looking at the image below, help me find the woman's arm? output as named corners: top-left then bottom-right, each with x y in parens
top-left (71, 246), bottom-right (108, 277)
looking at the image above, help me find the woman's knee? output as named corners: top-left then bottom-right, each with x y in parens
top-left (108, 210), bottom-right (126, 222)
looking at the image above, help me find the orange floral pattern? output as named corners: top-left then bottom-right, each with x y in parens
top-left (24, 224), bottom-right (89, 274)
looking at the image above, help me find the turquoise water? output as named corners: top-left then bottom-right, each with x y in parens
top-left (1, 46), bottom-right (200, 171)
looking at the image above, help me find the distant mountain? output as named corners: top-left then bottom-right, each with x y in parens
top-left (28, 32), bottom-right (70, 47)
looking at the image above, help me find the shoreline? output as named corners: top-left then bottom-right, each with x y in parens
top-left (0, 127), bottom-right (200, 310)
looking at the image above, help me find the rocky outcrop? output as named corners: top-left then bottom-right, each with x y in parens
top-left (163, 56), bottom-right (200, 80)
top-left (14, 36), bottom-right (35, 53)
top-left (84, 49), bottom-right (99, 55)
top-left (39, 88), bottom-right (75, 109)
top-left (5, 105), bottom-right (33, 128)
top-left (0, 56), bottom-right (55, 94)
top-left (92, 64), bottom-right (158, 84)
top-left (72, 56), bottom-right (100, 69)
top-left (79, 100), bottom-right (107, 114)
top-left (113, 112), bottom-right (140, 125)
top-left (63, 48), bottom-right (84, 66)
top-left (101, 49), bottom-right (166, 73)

--------------------------------------------------

Beginning with the line that holds "looking at the image above, help me find the turquoise", restate word for word every line down to the end of the data, and only those lines.

◆ Solution to the exercise ◆
looking at the image above, help me find the turquoise water? output as named corners: top-left then bottom-right, each with x y in parens
top-left (1, 46), bottom-right (200, 171)
looking at the image above, help me find the distant mountain? output as named corners: top-left then bottom-right, each with x y in parens
top-left (28, 32), bottom-right (70, 47)
looking at the image above, help me find the shoreline? output as named corners: top-left then bottom-right, each with x y in parens
top-left (0, 127), bottom-right (200, 310)
looking at the image above, help me find the rocky outcrop? output as named corners: top-left then bottom-right, each with x y in parens
top-left (163, 56), bottom-right (200, 80)
top-left (14, 36), bottom-right (35, 53)
top-left (84, 49), bottom-right (99, 55)
top-left (39, 88), bottom-right (75, 109)
top-left (5, 105), bottom-right (33, 128)
top-left (0, 56), bottom-right (55, 94)
top-left (92, 64), bottom-right (158, 84)
top-left (72, 56), bottom-right (100, 69)
top-left (79, 100), bottom-right (107, 114)
top-left (113, 112), bottom-right (140, 125)
top-left (63, 48), bottom-right (84, 66)
top-left (101, 49), bottom-right (166, 73)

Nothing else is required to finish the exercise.